* **DATA TO EXAMINE**:
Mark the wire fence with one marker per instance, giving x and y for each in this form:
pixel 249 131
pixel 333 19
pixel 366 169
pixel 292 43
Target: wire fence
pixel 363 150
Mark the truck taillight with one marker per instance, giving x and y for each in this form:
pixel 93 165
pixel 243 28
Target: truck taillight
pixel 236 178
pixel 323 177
--
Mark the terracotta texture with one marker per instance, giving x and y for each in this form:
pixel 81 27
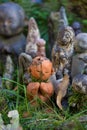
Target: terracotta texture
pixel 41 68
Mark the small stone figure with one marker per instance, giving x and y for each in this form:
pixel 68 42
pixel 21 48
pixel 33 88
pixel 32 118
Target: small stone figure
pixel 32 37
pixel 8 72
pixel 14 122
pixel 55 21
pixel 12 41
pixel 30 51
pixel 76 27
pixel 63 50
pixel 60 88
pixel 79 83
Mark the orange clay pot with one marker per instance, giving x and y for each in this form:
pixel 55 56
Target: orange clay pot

* **EXERCISE REQUIREMENTS**: Using the data above, repeat exactly the lines that begin at the line with "Mark the orange" and end at the line with "Target: orange clay pot", both ends included.

* **TASK ANSWER**:
Mark the orange clay pot with one marker per instance, giving x and y for each in this form:
pixel 55 56
Target: orange clay pot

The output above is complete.